DIRECTIONS FOR THIS TASK:
How many lines of the listing below contain the string "segment"? Reply with the number alone.

# Start of EXCERPTED DATA

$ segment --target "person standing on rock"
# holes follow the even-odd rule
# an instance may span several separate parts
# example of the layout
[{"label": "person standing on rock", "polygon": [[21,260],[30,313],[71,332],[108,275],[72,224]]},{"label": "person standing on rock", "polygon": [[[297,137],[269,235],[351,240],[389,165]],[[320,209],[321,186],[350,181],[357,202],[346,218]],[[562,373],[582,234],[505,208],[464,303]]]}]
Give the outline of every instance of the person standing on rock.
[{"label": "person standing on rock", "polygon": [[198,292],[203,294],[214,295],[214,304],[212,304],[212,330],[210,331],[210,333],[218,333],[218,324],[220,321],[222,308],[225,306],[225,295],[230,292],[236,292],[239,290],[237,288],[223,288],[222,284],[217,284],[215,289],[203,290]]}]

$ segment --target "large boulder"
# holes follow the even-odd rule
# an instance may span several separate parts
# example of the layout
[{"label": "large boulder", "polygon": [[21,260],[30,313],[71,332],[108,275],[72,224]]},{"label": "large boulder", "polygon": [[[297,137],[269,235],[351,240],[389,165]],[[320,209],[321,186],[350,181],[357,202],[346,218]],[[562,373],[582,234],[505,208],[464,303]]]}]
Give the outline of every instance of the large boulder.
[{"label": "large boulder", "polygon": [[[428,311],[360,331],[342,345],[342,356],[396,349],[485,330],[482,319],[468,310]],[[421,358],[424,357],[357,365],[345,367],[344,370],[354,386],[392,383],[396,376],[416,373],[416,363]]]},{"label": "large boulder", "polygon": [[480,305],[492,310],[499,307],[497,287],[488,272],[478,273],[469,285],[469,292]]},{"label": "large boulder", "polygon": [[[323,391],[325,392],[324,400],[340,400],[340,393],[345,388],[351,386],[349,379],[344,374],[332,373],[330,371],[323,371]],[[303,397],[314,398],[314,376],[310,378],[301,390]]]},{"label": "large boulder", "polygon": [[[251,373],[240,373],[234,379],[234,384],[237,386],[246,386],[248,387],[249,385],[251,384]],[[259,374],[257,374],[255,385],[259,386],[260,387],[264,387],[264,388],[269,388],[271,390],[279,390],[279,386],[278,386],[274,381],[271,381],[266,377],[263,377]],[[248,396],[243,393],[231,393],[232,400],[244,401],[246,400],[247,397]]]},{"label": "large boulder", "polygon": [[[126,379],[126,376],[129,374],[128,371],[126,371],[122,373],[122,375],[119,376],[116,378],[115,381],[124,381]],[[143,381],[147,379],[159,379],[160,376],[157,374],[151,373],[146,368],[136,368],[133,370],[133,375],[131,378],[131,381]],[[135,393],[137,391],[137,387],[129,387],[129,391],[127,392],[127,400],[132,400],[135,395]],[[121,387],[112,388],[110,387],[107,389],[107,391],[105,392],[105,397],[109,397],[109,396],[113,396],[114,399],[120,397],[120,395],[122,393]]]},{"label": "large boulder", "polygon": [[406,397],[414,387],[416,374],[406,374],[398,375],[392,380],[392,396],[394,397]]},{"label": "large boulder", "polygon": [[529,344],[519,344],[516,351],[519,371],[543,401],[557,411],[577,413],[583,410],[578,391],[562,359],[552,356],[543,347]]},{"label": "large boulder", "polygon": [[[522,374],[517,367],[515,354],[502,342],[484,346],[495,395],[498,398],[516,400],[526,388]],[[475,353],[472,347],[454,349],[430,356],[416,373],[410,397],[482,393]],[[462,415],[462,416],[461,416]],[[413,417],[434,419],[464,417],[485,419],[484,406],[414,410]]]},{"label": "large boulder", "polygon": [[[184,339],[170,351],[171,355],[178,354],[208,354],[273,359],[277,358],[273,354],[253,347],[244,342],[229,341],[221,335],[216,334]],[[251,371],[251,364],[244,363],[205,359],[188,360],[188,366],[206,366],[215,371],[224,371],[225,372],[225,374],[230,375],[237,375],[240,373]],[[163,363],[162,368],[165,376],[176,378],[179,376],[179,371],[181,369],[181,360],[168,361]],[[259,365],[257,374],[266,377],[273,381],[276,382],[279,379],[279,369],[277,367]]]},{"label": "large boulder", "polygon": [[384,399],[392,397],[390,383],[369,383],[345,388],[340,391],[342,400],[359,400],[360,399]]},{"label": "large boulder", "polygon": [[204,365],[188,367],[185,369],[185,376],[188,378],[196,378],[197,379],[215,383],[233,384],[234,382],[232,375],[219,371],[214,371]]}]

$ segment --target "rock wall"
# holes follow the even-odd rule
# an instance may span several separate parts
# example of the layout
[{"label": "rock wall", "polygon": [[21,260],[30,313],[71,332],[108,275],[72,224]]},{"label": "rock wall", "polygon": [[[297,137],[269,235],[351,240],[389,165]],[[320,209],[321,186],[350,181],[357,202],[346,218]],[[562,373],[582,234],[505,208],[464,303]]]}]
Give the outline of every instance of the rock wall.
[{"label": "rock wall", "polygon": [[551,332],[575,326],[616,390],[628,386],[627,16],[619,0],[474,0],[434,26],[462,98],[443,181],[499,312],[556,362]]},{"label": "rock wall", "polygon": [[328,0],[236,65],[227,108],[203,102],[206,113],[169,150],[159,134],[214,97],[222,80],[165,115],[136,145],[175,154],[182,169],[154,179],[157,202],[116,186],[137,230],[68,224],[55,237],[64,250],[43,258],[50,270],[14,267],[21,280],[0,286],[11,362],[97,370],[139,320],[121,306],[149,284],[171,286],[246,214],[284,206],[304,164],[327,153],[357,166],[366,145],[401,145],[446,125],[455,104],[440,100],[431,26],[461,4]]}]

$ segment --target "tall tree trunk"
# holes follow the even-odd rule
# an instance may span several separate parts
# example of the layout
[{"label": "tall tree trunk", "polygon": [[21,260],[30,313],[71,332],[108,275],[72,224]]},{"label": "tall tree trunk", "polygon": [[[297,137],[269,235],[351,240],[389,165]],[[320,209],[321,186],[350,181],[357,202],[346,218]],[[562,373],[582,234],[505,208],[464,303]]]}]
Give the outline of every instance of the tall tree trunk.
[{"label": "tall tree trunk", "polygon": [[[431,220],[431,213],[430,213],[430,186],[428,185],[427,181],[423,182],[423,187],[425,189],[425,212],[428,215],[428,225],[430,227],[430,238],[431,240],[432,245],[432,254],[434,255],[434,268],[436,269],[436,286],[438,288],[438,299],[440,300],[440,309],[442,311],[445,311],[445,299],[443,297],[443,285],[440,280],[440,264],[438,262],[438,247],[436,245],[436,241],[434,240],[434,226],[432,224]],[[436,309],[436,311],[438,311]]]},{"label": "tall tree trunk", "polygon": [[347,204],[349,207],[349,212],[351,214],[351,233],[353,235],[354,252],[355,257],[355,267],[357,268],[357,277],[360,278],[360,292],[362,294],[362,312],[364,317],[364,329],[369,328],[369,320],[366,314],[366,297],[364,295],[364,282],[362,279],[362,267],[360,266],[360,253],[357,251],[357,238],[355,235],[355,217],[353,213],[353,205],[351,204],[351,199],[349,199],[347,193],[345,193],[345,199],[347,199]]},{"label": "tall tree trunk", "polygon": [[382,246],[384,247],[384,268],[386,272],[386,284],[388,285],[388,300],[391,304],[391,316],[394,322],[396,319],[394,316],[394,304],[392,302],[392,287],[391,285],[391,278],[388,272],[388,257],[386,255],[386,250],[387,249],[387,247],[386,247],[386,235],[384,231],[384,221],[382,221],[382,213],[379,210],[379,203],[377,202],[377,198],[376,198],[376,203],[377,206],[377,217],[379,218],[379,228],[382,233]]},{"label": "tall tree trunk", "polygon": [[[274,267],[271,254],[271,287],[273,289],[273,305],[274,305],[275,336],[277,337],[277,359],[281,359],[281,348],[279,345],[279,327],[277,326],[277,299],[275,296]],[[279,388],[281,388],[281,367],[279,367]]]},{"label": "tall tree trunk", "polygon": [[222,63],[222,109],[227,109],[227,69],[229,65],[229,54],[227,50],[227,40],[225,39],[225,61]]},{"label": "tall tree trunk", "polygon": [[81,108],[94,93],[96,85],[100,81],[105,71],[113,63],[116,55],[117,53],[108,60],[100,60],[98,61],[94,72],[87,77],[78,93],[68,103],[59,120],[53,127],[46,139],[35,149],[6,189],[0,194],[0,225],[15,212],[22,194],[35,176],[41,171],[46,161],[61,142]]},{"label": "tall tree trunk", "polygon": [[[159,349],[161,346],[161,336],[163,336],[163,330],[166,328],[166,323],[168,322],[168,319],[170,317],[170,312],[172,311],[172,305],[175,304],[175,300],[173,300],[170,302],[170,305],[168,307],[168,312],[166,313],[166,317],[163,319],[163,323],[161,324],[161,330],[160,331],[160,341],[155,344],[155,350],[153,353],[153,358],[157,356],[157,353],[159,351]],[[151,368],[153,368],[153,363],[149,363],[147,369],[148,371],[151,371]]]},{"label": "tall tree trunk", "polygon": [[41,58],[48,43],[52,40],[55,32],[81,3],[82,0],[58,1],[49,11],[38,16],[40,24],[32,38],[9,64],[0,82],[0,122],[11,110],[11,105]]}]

# End of EXCERPTED DATA

TASK RESULT:
4